__EXERCISE PROMPT__
Rewrite the records below, putting "street lamp" wherever "lamp post" appears and changing nothing else.
** start of TASK MATERIAL **
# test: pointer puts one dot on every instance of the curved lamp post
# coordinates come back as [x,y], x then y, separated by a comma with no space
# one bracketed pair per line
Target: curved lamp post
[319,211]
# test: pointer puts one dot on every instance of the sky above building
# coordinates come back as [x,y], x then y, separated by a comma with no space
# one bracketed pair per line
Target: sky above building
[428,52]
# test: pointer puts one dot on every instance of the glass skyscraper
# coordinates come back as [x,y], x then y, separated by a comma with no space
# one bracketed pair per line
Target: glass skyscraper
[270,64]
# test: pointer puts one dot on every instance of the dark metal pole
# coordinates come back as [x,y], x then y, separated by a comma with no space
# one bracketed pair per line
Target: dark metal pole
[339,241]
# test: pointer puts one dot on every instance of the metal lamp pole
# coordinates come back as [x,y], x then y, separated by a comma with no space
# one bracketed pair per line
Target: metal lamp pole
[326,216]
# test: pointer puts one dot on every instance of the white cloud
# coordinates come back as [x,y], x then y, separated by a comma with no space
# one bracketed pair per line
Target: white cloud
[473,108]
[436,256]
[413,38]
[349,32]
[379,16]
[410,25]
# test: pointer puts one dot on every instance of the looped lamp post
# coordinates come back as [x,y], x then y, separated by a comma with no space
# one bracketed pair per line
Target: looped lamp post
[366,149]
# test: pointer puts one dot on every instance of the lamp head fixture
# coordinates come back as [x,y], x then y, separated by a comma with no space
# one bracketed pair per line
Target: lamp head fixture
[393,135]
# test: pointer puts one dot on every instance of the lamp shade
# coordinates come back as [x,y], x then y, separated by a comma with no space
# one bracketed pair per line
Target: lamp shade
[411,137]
** end of TASK MATERIAL **
__TASK ANSWER__
# test: pointer puts one dot on every instance of the curved street lamp
# coordinates come back as [x,y], x then y, separated by a comma with no space
# one bracketed pair per line
Target: curved street lamp
[319,211]
# test: pointer puts one dot on every instance of the sky above building
# coordinates come back as [x,y], x then y, separated by a comma with no space
# one bracketed pair per line
Target: sky above building
[428,52]
# test: pointer puts one dot on every instance of the glass skyscraper
# coordinates come back as [x,y], x then y, separated by a comma with no space
# one bracketed pair per line
Target: glass skyscraper
[270,64]
# test: pointer puts one dot on every instance of the dark metal pole
# coordinates come back as [x,y], x then y, separated by a comma with no space
# one bracketed pair per line
Target: dark metal pole
[339,241]
# test: pointer puts one dot on every instance of the metal lamp pole
# coordinates come back as [x,y], x then y, separated by a comma with no space
# one bracketed pair per line
Target: metal lamp pole
[326,216]
# test: pointer puts one dot on every instance of the white cloud
# coordinates come back as [x,y], x then y, separated by a comma with no space
# one bracketed pair per line
Target: white cloud
[473,108]
[436,256]
[413,38]
[349,32]
[379,16]
[410,25]
# test: pointer puts one dot on every instance of the looped street lamp
# coordinates come back as [x,y], x then y, separated by a comma with no space
# one bracketed pair per line
Target: looped street lamp
[366,149]
# test: pointer puts one dot on every instance of the lamp head fixture
# coordinates come back as [x,y], x then y, separated by a comma with no space
# one bracketed pair per line
Target: lamp head fixture
[393,135]
# test: pointer puts one dot on every instance of the lamp shade
# coordinates come back as [x,y], x then y, separated by a comma with no space
# one bracketed pair per line
Target: lamp shade
[411,137]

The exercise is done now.